#### Provided passage

Asthma Disparities in Latino Children: Acculturation, Illness Representations & CAM

Principal Investigator: Kim Arcoleo

SIRC Collaborators: Flavio F. Marsiglia

Funding: National Institutes of Health/National Center for Complementary and Alternative Medicine, award R01AT005216 (2009-2013)

Ethnic disparities in childhood asthma outcomes between Mexican and Puerto Rican children asthma outcomes are so striking that researchers and public health officials have issued a call for action to understand why. The factors leading to these asthma health disparities are complex, yet little research has been conducted integrating, in one explanatory model, the multitude of factors that can lead to these disparities. The study moves the research from descriptive studies to a multi-level examination of the interaction of social, cultural, experiential, environmental, and healthcare system factors on disparities in asthma control among Mexican and Puerto Rican children. The aims of  this study are 1) to explore differences in illness representations between these Latino subgroups due to social and contextual factors, and 2) to test a growth model examining disparities in asthma control as a function of differences in parents' treatment decisions (CAM and controller medication use) and changes in illness representations over one year. This will be a one-year longitudinal, multi-site study of parental illness representations and CAM and controller medication use among a sample of 300 Latino (primarily Mexican and Puerto Rican) parents and children aged 5-12 who have asthma. Interviews and child assessments will be conducted with parents and children at enrollment, and 3, 6, 9, and 12 months after enrollment.

########

● **Work task 1**
Answer these questions using the asthma study summary:
(a) Who is the principal investigator?
(b) What is the award number of the funding?
(c) How many Latino parents make up the planned sample?
● **Work task 2**
Print the asthma study summary word for word, starting with "Asthma Disparities in" and going on through "award R01AT005216 (2009-2013)".
The material after this point is separate from the asthma study summary.

#### Supplied data

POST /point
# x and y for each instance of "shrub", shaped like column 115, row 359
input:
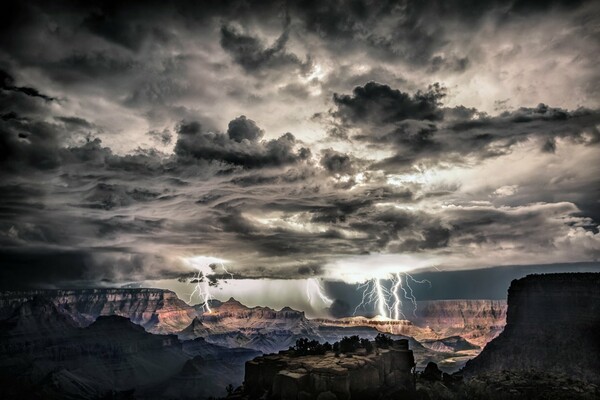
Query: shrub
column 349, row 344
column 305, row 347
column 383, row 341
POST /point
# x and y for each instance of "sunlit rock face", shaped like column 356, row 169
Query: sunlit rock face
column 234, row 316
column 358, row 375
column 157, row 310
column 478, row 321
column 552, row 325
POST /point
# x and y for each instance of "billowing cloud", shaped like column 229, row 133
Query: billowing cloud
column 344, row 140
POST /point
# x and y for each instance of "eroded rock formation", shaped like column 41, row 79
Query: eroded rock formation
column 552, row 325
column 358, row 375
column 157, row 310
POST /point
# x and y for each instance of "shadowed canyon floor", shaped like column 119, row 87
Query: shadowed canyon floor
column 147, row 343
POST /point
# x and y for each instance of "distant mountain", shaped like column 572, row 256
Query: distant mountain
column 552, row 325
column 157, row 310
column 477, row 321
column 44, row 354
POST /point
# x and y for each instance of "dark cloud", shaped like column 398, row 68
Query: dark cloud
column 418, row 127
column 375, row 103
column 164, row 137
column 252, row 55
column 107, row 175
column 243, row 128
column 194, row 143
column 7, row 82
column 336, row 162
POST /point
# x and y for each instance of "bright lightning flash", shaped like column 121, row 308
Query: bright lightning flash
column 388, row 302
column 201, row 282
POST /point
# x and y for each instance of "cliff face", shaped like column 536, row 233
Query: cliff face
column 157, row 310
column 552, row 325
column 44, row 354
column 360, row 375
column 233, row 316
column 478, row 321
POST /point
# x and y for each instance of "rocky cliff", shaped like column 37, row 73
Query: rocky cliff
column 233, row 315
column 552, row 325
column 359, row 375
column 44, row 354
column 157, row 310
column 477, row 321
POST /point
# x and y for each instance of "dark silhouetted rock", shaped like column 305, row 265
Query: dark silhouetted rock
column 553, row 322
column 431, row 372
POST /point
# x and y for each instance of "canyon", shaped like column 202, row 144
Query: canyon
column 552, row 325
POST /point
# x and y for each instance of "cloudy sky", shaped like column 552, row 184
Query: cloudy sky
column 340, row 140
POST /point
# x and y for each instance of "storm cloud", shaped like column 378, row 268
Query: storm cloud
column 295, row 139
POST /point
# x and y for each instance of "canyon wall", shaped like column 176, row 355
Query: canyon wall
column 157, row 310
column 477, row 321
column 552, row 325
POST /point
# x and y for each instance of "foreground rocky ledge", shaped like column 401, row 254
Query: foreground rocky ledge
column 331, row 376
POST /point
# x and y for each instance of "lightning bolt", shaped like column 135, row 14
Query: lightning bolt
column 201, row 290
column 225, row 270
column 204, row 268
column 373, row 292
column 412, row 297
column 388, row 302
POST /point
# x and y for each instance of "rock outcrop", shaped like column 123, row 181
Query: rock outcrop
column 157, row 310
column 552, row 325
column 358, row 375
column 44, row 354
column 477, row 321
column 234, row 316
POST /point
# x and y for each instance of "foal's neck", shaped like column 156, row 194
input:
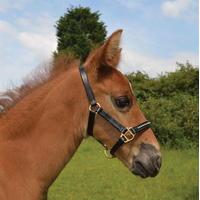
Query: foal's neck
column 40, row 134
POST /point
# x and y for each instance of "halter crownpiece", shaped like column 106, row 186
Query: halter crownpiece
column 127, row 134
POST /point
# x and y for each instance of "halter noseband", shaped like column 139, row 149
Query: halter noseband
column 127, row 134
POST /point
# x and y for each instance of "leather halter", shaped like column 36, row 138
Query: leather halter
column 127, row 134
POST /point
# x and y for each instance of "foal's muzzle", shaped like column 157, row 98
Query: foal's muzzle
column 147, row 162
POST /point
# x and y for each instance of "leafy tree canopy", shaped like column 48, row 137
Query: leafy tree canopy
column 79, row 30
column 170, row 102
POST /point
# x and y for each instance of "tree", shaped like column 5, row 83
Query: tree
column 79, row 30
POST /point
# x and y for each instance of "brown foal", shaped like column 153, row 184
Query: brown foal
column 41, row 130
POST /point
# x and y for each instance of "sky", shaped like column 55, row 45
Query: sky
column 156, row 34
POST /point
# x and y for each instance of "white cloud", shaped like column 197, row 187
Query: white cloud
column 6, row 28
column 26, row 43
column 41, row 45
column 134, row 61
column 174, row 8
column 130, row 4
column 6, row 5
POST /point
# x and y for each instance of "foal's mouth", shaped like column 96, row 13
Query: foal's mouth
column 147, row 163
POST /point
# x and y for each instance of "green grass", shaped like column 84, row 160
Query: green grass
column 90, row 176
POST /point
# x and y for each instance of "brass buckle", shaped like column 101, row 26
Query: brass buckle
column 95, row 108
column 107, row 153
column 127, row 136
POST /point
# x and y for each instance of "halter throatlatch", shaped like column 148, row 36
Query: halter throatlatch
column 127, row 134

########
#### Supplied data

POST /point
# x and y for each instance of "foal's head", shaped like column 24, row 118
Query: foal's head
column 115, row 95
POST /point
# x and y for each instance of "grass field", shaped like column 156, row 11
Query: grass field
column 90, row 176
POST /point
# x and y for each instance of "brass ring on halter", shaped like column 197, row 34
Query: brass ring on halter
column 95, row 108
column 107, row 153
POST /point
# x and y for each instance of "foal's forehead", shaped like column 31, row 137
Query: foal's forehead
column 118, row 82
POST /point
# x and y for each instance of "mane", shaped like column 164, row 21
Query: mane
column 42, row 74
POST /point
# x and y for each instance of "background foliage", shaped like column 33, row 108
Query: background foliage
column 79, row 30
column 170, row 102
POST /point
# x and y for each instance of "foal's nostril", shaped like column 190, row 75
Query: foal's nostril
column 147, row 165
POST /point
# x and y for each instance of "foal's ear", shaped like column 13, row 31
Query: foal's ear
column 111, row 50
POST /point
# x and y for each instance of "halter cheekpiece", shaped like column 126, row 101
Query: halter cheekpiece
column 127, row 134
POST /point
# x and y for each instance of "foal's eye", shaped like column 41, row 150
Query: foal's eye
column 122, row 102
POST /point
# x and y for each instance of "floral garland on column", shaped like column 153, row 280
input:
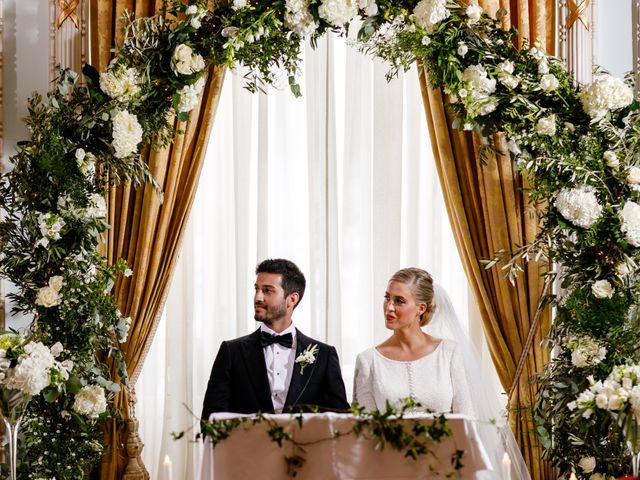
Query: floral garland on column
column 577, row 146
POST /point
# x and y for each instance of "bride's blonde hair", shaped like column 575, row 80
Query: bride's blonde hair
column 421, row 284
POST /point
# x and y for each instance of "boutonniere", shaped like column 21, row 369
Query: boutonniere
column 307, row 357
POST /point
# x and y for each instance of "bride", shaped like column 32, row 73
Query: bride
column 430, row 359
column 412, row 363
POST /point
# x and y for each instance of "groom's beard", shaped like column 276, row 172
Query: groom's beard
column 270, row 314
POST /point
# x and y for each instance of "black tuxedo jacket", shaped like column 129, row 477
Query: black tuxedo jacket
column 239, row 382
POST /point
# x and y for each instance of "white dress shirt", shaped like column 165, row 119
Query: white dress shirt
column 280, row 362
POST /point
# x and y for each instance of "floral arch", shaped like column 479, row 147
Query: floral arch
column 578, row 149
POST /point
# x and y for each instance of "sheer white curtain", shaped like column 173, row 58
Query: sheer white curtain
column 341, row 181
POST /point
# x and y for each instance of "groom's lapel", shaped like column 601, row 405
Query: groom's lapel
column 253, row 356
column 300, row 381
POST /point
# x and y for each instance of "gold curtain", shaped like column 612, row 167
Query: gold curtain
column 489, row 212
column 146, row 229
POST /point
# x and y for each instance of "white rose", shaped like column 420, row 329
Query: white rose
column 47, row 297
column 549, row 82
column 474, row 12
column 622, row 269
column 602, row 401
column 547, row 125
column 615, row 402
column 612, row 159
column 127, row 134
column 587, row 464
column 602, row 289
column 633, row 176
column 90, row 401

########

● **Response box 1**
(a) Kim Arcoleo
(b) R01AT005216
(c) 300

● **Response box 2**
Asthma Disparities in Latino Children: Acculturation, Illness Representations & CAM

Principal Investigator: Kim Arcoleo

SIRC Collaborators: Flavio F. Marsiglia

Funding: National Institutes of Health/National Center for Complementary and Alternative Medicine, award R01AT005216 (2009-2013)